Stored records:

§

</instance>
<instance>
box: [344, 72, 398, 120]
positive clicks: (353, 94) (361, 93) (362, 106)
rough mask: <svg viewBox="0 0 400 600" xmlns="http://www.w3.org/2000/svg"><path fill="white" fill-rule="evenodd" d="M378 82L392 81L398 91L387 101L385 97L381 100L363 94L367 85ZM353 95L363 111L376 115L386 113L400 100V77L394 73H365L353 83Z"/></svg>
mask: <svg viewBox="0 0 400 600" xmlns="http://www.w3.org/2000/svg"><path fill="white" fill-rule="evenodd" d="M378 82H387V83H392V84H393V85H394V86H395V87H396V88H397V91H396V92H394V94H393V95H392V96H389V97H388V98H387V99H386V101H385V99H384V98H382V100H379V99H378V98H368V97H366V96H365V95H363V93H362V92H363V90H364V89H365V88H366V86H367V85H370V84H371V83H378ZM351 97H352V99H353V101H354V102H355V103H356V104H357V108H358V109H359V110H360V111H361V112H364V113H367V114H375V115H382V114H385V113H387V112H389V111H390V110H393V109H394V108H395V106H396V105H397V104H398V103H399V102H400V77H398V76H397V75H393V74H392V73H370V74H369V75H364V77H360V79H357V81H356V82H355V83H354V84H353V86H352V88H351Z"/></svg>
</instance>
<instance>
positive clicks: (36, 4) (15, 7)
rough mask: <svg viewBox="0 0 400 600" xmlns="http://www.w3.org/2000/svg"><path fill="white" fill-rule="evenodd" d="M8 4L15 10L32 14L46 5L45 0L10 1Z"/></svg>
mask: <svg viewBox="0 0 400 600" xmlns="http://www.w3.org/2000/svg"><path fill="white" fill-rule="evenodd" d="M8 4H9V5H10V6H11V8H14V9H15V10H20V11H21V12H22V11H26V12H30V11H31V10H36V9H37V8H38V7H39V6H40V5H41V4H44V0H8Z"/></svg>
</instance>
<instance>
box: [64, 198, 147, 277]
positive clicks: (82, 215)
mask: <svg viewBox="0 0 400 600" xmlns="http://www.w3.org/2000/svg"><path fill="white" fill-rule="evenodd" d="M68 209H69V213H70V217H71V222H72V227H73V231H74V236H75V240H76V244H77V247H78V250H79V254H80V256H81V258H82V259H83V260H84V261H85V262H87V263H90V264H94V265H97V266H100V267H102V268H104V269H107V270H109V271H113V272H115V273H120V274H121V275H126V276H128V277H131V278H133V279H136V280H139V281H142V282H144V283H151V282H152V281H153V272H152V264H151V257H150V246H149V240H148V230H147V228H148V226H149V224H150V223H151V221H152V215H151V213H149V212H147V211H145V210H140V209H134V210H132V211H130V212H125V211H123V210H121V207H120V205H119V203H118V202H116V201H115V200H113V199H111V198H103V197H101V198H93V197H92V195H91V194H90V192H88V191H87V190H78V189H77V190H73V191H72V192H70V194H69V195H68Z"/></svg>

§

• WORK INSTRUCTIONS
Write out the records again so that each line matches the original exactly.

• PROBLEM SOLUTION
</instance>
<instance>
box: [344, 72, 398, 120]
positive clicks: (353, 94) (361, 93) (362, 106)
rough mask: <svg viewBox="0 0 400 600" xmlns="http://www.w3.org/2000/svg"><path fill="white" fill-rule="evenodd" d="M378 82L392 81L398 91L387 101L385 97L381 100L363 94L367 85ZM353 95L363 111L376 115L386 113L400 100V77L394 73H365L353 83Z"/></svg>
mask: <svg viewBox="0 0 400 600" xmlns="http://www.w3.org/2000/svg"><path fill="white" fill-rule="evenodd" d="M378 82H387V83H392V84H393V85H394V86H395V87H396V88H397V91H396V92H394V94H393V95H392V96H389V97H388V98H387V99H386V101H385V99H384V98H382V100H379V99H378V98H368V97H366V96H365V95H363V93H362V92H363V90H364V89H365V88H366V86H367V85H370V84H371V83H378ZM351 97H352V99H353V101H354V102H355V103H356V104H357V108H358V109H359V110H360V111H361V112H364V113H367V114H375V115H382V114H385V113H387V112H389V111H390V110H393V109H394V108H395V106H396V105H397V104H398V103H399V102H400V77H398V76H397V75H393V74H392V73H370V74H369V75H364V77H360V79H357V81H356V82H355V83H354V84H353V86H352V88H351Z"/></svg>
</instance>
<instance>
positive clicks: (36, 4) (15, 7)
rough mask: <svg viewBox="0 0 400 600" xmlns="http://www.w3.org/2000/svg"><path fill="white" fill-rule="evenodd" d="M8 4L15 10L32 14L46 5L45 0L10 1Z"/></svg>
mask: <svg viewBox="0 0 400 600" xmlns="http://www.w3.org/2000/svg"><path fill="white" fill-rule="evenodd" d="M8 4H9V5H10V6H11V8H14V9H15V10H20V11H21V12H22V11H26V12H30V11H31V10H36V9H37V8H38V7H39V6H40V5H41V4H44V0H8Z"/></svg>
</instance>
<instance>
box: [64, 198, 147, 277]
positive clicks: (82, 215)
mask: <svg viewBox="0 0 400 600" xmlns="http://www.w3.org/2000/svg"><path fill="white" fill-rule="evenodd" d="M68 209H69V213H70V217H71V222H72V227H73V231H74V236H75V240H76V244H77V247H78V250H79V254H80V256H81V258H82V259H83V260H84V261H85V262H87V263H90V264H94V265H97V266H100V267H102V268H104V269H107V270H109V271H113V272H115V273H120V274H121V275H126V276H128V277H131V278H133V279H136V280H139V281H142V282H144V283H151V282H152V281H153V272H152V264H151V257H150V246H149V240H148V230H147V228H148V226H149V224H150V223H151V221H152V215H151V213H149V212H147V211H145V210H140V209H134V210H132V211H130V212H125V211H123V210H121V207H120V205H119V203H118V202H116V201H115V200H113V199H111V198H103V197H101V198H93V197H92V195H91V194H90V192H88V191H87V190H78V189H77V190H73V191H72V192H70V194H69V195H68Z"/></svg>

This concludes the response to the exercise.